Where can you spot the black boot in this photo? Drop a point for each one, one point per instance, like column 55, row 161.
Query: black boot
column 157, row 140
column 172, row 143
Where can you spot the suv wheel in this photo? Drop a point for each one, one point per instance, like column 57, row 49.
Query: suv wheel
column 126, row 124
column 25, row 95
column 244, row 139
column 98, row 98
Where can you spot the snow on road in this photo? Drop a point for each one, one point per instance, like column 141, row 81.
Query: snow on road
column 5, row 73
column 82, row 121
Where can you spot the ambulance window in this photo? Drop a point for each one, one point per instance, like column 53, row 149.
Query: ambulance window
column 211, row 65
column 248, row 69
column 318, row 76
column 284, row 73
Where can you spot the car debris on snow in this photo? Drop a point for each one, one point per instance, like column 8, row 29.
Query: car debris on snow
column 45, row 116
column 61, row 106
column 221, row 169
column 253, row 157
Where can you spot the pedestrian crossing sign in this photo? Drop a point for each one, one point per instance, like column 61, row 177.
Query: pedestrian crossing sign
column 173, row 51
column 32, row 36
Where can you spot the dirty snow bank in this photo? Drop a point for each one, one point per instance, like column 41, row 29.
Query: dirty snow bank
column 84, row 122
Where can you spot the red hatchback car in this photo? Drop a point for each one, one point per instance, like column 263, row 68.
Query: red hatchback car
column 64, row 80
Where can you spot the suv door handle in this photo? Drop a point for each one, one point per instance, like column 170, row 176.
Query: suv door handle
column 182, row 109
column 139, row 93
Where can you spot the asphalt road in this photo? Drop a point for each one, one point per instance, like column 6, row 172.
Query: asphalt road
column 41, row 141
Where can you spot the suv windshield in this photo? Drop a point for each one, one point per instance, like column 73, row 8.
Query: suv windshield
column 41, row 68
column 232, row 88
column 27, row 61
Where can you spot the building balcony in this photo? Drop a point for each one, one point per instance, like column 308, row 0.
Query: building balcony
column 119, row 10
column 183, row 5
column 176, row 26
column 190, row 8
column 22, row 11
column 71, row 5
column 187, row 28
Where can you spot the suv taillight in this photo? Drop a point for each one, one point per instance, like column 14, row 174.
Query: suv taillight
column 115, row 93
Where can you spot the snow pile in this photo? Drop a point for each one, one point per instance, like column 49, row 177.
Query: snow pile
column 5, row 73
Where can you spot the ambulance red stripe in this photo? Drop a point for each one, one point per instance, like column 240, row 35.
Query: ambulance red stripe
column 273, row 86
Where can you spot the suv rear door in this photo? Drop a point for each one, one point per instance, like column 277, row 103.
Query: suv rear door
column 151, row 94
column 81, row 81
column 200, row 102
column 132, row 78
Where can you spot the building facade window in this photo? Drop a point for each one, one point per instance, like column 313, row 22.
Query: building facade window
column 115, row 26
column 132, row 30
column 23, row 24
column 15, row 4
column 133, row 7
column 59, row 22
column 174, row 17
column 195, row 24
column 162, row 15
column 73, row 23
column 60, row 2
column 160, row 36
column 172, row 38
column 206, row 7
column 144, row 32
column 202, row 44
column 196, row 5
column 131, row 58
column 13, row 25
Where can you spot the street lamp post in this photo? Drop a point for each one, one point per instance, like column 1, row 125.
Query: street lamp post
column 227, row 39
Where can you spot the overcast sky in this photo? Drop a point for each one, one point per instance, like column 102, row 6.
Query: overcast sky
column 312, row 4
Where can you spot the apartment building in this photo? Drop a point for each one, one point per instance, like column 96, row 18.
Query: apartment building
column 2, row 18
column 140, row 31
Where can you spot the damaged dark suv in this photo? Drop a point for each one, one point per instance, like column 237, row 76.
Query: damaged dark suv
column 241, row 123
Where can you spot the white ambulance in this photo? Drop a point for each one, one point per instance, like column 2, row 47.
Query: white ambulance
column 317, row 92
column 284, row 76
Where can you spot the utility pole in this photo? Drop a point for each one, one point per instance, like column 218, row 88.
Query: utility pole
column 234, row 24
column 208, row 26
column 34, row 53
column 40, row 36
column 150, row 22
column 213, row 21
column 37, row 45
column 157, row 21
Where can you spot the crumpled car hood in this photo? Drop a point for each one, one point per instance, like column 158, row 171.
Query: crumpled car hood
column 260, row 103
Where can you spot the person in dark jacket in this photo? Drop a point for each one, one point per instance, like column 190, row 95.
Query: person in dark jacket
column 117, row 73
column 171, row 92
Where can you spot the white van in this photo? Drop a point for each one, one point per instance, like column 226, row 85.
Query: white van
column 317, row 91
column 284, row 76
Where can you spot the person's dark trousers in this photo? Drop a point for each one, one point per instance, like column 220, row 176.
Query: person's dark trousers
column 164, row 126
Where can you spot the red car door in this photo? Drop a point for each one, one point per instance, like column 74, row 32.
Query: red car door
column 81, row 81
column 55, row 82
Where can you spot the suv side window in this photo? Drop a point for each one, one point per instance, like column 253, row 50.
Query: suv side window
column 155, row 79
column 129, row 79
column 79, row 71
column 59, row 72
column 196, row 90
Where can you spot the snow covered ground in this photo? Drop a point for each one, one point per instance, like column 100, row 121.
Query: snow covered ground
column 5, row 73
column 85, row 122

Exercise description:
Present the entries above as a Markdown table with the columns "Row" and "Line", numbering each line and leaving out blank lines.

Reply:
| Row | Line |
|---|---|
| 1 | Where can you spot the black boot in this photo? Drop a point for each one, one point per instance, like column 55, row 161. |
| 2 | Query: black boot |
| 3 | column 157, row 140 |
| 4 | column 172, row 143 |
| 5 | Where can you spot the suv wheel in this photo? Drop a point for each one, one point per instance, like column 57, row 49. |
| 6 | Query: suv wheel |
| 7 | column 126, row 124 |
| 8 | column 25, row 95 |
| 9 | column 244, row 139 |
| 10 | column 98, row 98 |
| 11 | Where can you spot the snow on road in this photo? Drop a point for each one, one point per instance, like column 141, row 81. |
| 12 | Query: snow on road |
| 13 | column 5, row 73 |
| 14 | column 82, row 121 |
| 15 | Where can you spot the ambulance window in this photo? Drop a point for each one, one point per instance, like column 53, row 149. |
| 16 | Query: ambulance window |
| 17 | column 211, row 65 |
| 18 | column 248, row 69 |
| 19 | column 318, row 76 |
| 20 | column 284, row 73 |
| 21 | Where can you spot the car debris on snow in this photo? Drop a point for each one, one point per instance, like column 8, row 29. |
| 22 | Query: car debris on snow |
| 23 | column 45, row 116 |
| 24 | column 61, row 106 |
| 25 | column 221, row 169 |
| 26 | column 253, row 157 |
| 27 | Where can you spot the pedestrian crossing sign in this photo? Drop a point for each one, one point per instance, like column 61, row 177. |
| 28 | Query: pedestrian crossing sign |
| 29 | column 173, row 51 |
| 30 | column 32, row 36 |
| 31 | Where can you spot the dirty snow bank in this photo? Drop a point for each one, one point per instance, like column 41, row 29. |
| 32 | Query: dirty snow bank |
| 33 | column 84, row 122 |
| 34 | Where can you spot the red hatchback car in this photo? Drop a point for each one, one point per instance, like column 263, row 68. |
| 35 | Query: red hatchback car |
| 36 | column 64, row 80 |
| 37 | Where can you spot the suv door handle in this photo? Drop a point for each one, one point per instance, like column 170, row 176. |
| 38 | Query: suv door handle |
| 39 | column 182, row 109 |
| 40 | column 139, row 93 |
| 41 | Where can you spot the asphalt road in this photo? Drop a point for each one, one point per instance, like column 6, row 172. |
| 42 | Query: asphalt road |
| 43 | column 41, row 141 |
| 44 | Where can you spot the suv windshield in this photo? Drop a point for each one, one point per instance, like column 73, row 8. |
| 45 | Query: suv windshield |
| 46 | column 41, row 68 |
| 47 | column 232, row 88 |
| 48 | column 27, row 61 |
| 49 | Where can you spot the building balcony in this photo? Drop a point for each one, one point per instance, like column 308, row 0. |
| 50 | Query: building balcony |
| 51 | column 119, row 10 |
| 52 | column 183, row 5 |
| 53 | column 176, row 26 |
| 54 | column 190, row 8 |
| 55 | column 22, row 11 |
| 56 | column 71, row 5 |
| 57 | column 187, row 28 |
| 58 | Where can you spot the suv taillight in this photo? Drop a point for each one, one point per instance, like column 14, row 174. |
| 59 | Query: suv taillight |
| 60 | column 115, row 93 |
| 61 | Where can you spot the snow pile in this photo? Drop a point for each one, one point per instance, like column 49, row 177. |
| 62 | Query: snow pile |
| 63 | column 5, row 73 |
| 64 | Where can you spot the ambulance red stripe in this photo? Drop a point for each one, one point per instance, like column 240, row 35. |
| 65 | Query: ambulance red stripe |
| 66 | column 273, row 86 |
| 67 | Where can you spot the suv rear door in this photo? Drop a point for each one, one point per instance, like column 277, row 103. |
| 68 | Query: suv rear door |
| 69 | column 151, row 94 |
| 70 | column 81, row 81 |
| 71 | column 200, row 102 |
| 72 | column 132, row 78 |
| 73 | Where can you spot the building facade window in this photo? Drop a point for each one, one point per instance, like column 313, row 22. |
| 74 | Query: building facade window |
| 75 | column 115, row 26 |
| 76 | column 132, row 30 |
| 77 | column 23, row 24 |
| 78 | column 15, row 4 |
| 79 | column 133, row 7 |
| 80 | column 59, row 22 |
| 81 | column 174, row 17 |
| 82 | column 195, row 24 |
| 83 | column 162, row 15 |
| 84 | column 73, row 23 |
| 85 | column 60, row 2 |
| 86 | column 160, row 36 |
| 87 | column 172, row 38 |
| 88 | column 206, row 7 |
| 89 | column 144, row 32 |
| 90 | column 202, row 44 |
| 91 | column 196, row 5 |
| 92 | column 131, row 58 |
| 93 | column 13, row 25 |
| 94 | Where can you spot the street lamp post in this photo? Drop a point for each one, one point per instance, like column 1, row 125. |
| 95 | Query: street lamp post |
| 96 | column 227, row 39 |
| 97 | Where can you spot the overcast sky in this photo? Drop a point for each one, one point per instance, like column 102, row 6. |
| 98 | Query: overcast sky |
| 99 | column 312, row 4 |
| 100 | Where can you spot the apartment building in this photo? Drop a point for each one, one point per instance, like column 96, row 18. |
| 101 | Query: apartment building |
| 102 | column 2, row 18 |
| 103 | column 140, row 31 |
| 104 | Where can you spot the damaged dark suv in this photo? Drop a point for each one, one point per instance, like column 237, row 76. |
| 105 | Query: damaged dark suv |
| 106 | column 241, row 123 |
| 107 | Where can you spot the white ambulance in this photo? Drop a point for each one, one point per instance, like column 2, row 47. |
| 108 | Query: white ambulance |
| 109 | column 317, row 92 |
| 110 | column 284, row 76 |
| 111 | Where can you spot the utility pole in this photo? Drop a point for each one, one point per instance, like column 218, row 88. |
| 112 | Query: utility pole |
| 113 | column 234, row 24 |
| 114 | column 208, row 26 |
| 115 | column 34, row 53 |
| 116 | column 40, row 36 |
| 117 | column 150, row 22 |
| 118 | column 213, row 21 |
| 119 | column 37, row 45 |
| 120 | column 157, row 21 |
| 121 | Where can you spot the crumpled car hood in this photo? Drop a point for each one, one point per instance, like column 158, row 171. |
| 122 | Query: crumpled car hood |
| 123 | column 260, row 103 |
| 124 | Where can you spot the person in dark jacket in this photo? Drop a point for each one, one point per instance, like column 190, row 95. |
| 125 | Query: person in dark jacket |
| 126 | column 117, row 73 |
| 127 | column 171, row 92 |
| 128 | Where can you spot the white van in this photo? Drop a point for each one, one point per instance, like column 226, row 85. |
| 129 | Query: white van |
| 130 | column 317, row 91 |
| 131 | column 284, row 76 |
| 132 | Where can you spot the person's dark trousers in this photo? Drop a point for each one, one point per instance, like column 220, row 176. |
| 133 | Query: person's dark trousers |
| 134 | column 164, row 126 |
| 135 | Where can you spot the red car door in this photo? Drop a point for each one, one point per instance, like column 74, row 32. |
| 136 | Query: red car door |
| 137 | column 81, row 81 |
| 138 | column 55, row 82 |
| 139 | Where can you spot the suv side window in this photo? Drop a point for each one, one point per instance, like column 253, row 50. |
| 140 | Query: suv side window |
| 141 | column 155, row 79 |
| 142 | column 129, row 79 |
| 143 | column 79, row 71 |
| 144 | column 59, row 72 |
| 145 | column 196, row 90 |
| 146 | Where can you spot the snow covered ground in this photo? Drop a point for each one, one point per instance, like column 100, row 121. |
| 147 | Query: snow covered ground |
| 148 | column 5, row 73 |
| 149 | column 85, row 122 |